## Extracto del documento
Las tabernas dejaban de servir alcohol tres días por semana. En las terrazas de los cafés, los parisienses degustaban un líquido negruzco, a base de bellotas, al que se había dado el nombre de «café nacional».
La ciudad vivía prácticamente sin gas ni electricidad. Las amas de casa habían aprendido a cocinar quemando bolas de papel dentro de unos pequeños hornos, fabricados con latas de conserva.
Pero, por encima de todo, París estaba hambriento. Convertido en una aldea grande, París despertaba cada día con el canto de los gallos. Los parisienses habían convertido en gallineros sus bañeras, sus armarios, las habitaciones de los huéspedes. Los niños criaban conejos en sus habitaciones, dentro de cofrecitos de juguetes. Antes de salir para la escuela, cada mañana iban a escondidas, ya que estaba prohibido, a coger hierba de los jardines públicos, con la cual alimentar a sus inquilinos.
Durante todo aquel mes de agosto, los parisienses, a cambio de sus boletos de racionamiento, no recibirían más que dos huevos, cien gramos de aceite y ochenta gramos de margarina. La ración de carne era tan pequeña que los chansonniers aseguraban que podía envolverse en un billete de Metro, a condición de que no hubiese sido picado, pues, de ser así, la carne corría peligro de escurrirse por el agujerito. Lo cual viene a decir que, a pesar de todo, París se esforzaba en seguir riendo.
Se veían pasquines que invitaban a los obreros parisienses a «unirse con los obreros alemanes», o bien, a ingresar en la «Legión contra el Bolchevismo». En las primeras hojas de los periódicos colaboradores, tales como Le Petit Parisien, L’Oeuvre y el semanario Je Suis Partout, se decía que «ir a trabajar a Alemania, no suponía ser deportado» y se declaraba enfáticamente que «el Alto Mando alemán confiaba en el porvenir, ahora más que nunca». En las hojas interiores, había anuncios ofreciendo «caballos para toda clase de mudanzas».

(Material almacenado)

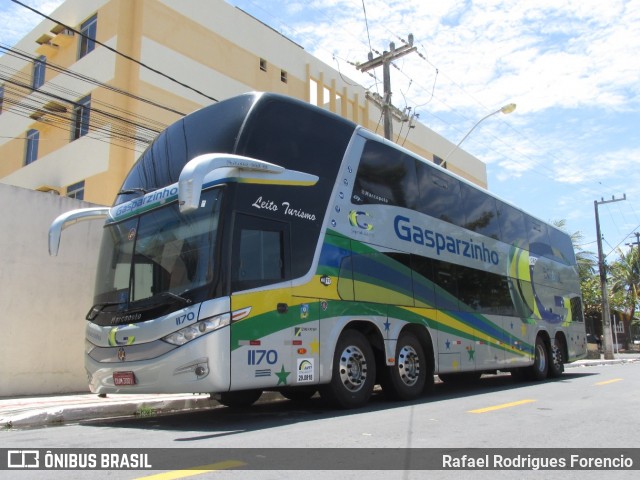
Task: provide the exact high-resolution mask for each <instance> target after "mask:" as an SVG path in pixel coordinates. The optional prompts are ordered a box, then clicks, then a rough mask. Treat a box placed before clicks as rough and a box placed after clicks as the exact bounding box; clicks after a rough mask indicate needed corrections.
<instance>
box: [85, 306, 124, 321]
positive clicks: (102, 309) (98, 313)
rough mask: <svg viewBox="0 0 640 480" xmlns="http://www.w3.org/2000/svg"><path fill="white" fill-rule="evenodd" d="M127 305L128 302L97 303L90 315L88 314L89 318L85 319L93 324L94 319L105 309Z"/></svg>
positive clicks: (92, 310) (88, 313) (90, 312)
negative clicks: (93, 320)
mask: <svg viewBox="0 0 640 480" xmlns="http://www.w3.org/2000/svg"><path fill="white" fill-rule="evenodd" d="M125 303H126V302H103V303H96V304H95V305H94V306H93V307H91V308H90V309H89V313H87V316H86V317H85V318H86V319H87V320H89V321H90V322H91V321H93V319H94V318H96V317H97V316H98V315H99V314H100V312H101V311H102V310H103V309H104V307H110V306H113V305H124V304H125Z"/></svg>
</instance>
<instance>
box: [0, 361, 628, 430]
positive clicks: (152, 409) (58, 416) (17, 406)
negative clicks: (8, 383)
mask: <svg viewBox="0 0 640 480" xmlns="http://www.w3.org/2000/svg"><path fill="white" fill-rule="evenodd" d="M631 362H640V353H620V354H615V359H614V360H604V359H603V358H600V359H587V360H579V361H577V362H574V363H570V364H568V365H565V367H566V368H567V369H574V368H585V367H592V366H596V365H611V364H620V363H631ZM276 398H280V396H279V394H277V393H272V392H265V393H264V394H263V396H262V399H261V401H271V400H274V399H276ZM219 406H220V404H219V403H218V402H217V401H216V400H213V399H211V398H210V396H209V395H208V394H165V395H162V394H158V395H142V394H141V395H124V394H122V395H117V394H113V395H111V394H110V395H107V396H106V397H104V398H103V397H99V396H98V395H96V394H92V393H77V394H60V395H54V396H36V397H16V398H7V397H5V398H0V429H2V430H10V429H12V428H18V429H22V428H31V427H44V426H53V425H63V424H65V423H74V422H80V421H82V420H98V419H103V418H115V417H132V416H139V417H146V416H153V415H158V414H165V413H171V412H179V411H184V410H196V409H197V410H202V409H208V408H217V407H219Z"/></svg>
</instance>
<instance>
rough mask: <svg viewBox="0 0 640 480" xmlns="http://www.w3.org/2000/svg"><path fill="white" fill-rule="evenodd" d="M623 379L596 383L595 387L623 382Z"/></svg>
mask: <svg viewBox="0 0 640 480" xmlns="http://www.w3.org/2000/svg"><path fill="white" fill-rule="evenodd" d="M621 381H622V378H613V379H611V380H605V381H604V382H598V383H594V385H608V384H610V383H616V382H621Z"/></svg>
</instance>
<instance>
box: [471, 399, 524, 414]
mask: <svg viewBox="0 0 640 480" xmlns="http://www.w3.org/2000/svg"><path fill="white" fill-rule="evenodd" d="M535 401H536V400H531V399H527V400H518V401H517V402H511V403H503V404H502V405H493V406H492V407H485V408H478V409H477V410H469V412H468V413H486V412H492V411H494V410H501V409H503V408H511V407H517V406H518V405H524V404H525V403H531V402H535Z"/></svg>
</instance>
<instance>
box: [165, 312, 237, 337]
mask: <svg viewBox="0 0 640 480" xmlns="http://www.w3.org/2000/svg"><path fill="white" fill-rule="evenodd" d="M230 318H231V316H230V315H229V314H228V313H225V314H224V315H218V316H217V317H211V318H207V319H205V320H200V321H199V322H196V323H194V324H193V325H189V326H188V327H184V328H181V329H180V330H178V331H177V332H173V333H172V334H170V335H167V336H166V337H164V338H163V340H164V341H165V342H168V343H171V344H173V345H184V344H185V343H188V342H190V341H191V340H195V339H196V338H199V337H201V336H203V335H206V334H207V333H211V332H213V331H214V330H218V329H219V328H222V327H226V326H227V325H229V319H230Z"/></svg>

## Tareas
**1.** Enumera todos los periódicos y semanarios que el fragmento sobre París nombra como colaboradores.
**2.** Copia del fragmento sobre París el tramo entre "Las tabernas dejaban" y "a sus inquilinos.", ambos incluidos.
**3.** Según el fragmento sobre París, ¿a base de qué se hacía el «café nacional»?

## Resultados
**1.** Le Petit Parisien, L’Oeuvre y Je Suis Partout.

**2.**
Las tabernas dejaban de servir alcohol tres días por semana. En las terrazas de los cafés, los parisienses degustaban un líquido negruzco, a base de bellotas, al que se había dado el nombre de «café nacional».
La ciudad vivía prácticamente sin gas ni electricidad. Las amas de casa habían aprendido a cocinar quemando bolas de papel dentro de unos pequeños hornos, fabricados con latas de conserva.
Pero, por encima de todo, París estaba hambriento. Convertido en una aldea grande, París despertaba cada día con el canto de los gallos. Los parisienses habían convertido en gallineros sus bañeras, sus armarios, las habitaciones de los huéspedes. Los niños criaban conejos en sus habitaciones, dentro de cofrecitos de juguetes. Antes de salir para la escuela, cada mañana iban a escondidas, ya que estaba prohibido, a coger hierba de los jardines públicos, con la cual alimentar a sus inquilinos.

**3.** A base de bellotas.